* [Set problem]: Reproduce all of the records below, substituting "milk chocolate chunk" for "white chocolate piece" and keeping every other part the same. Leave the pictures out of your answer.

╭──

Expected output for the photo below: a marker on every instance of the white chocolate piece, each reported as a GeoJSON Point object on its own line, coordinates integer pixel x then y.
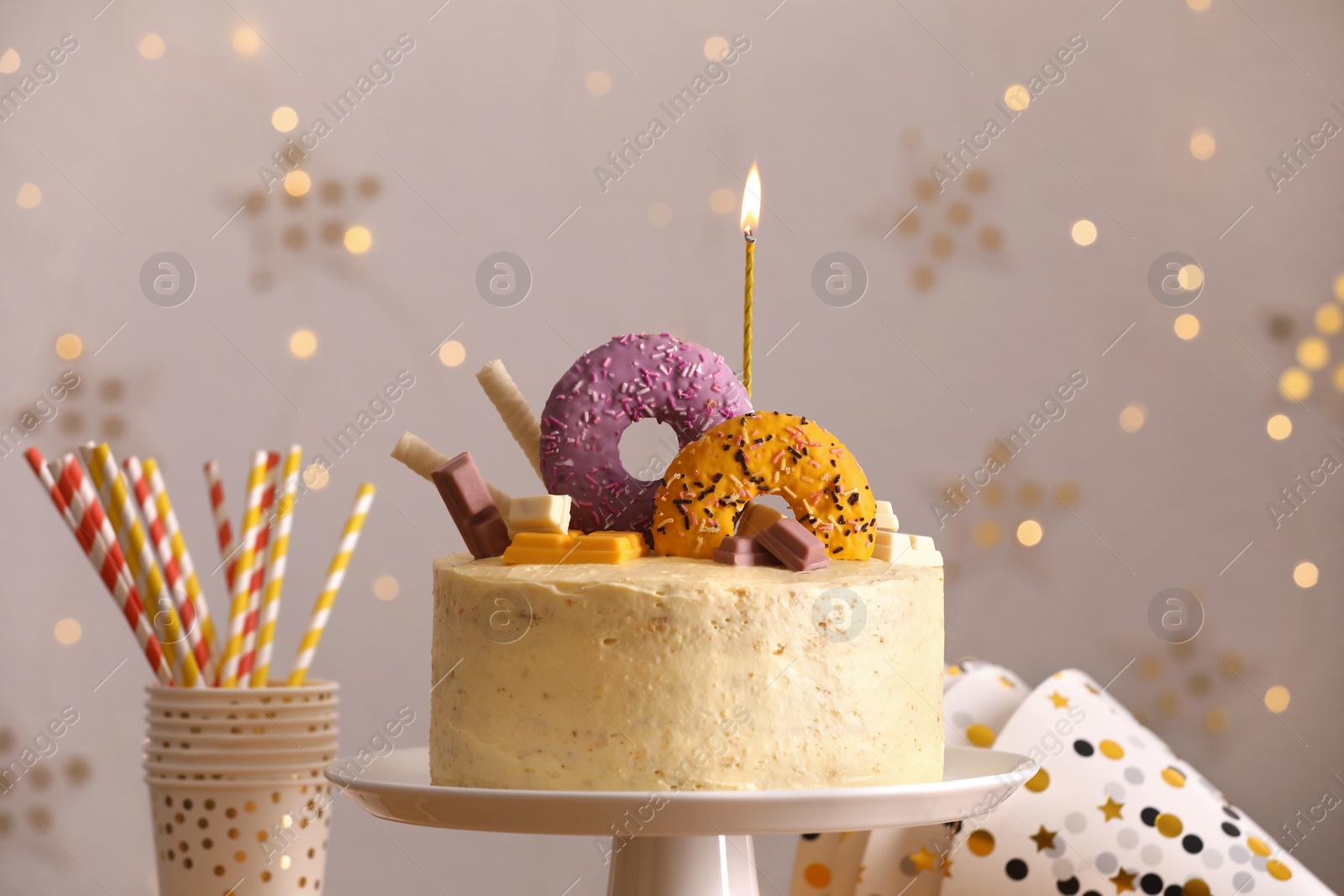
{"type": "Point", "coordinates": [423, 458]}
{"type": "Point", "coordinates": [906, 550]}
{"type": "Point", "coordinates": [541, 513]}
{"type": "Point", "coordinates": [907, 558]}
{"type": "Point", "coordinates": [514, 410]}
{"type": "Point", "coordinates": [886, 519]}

╰──

* [Reply]:
Expected output for the photo below: a marker on every instance of the milk chocolate chunk, each reported as a GeoJSON Point object on its own line, coordinates integer pixel x then y.
{"type": "Point", "coordinates": [423, 458]}
{"type": "Point", "coordinates": [906, 550]}
{"type": "Point", "coordinates": [541, 513]}
{"type": "Point", "coordinates": [907, 558]}
{"type": "Point", "coordinates": [514, 410]}
{"type": "Point", "coordinates": [886, 519]}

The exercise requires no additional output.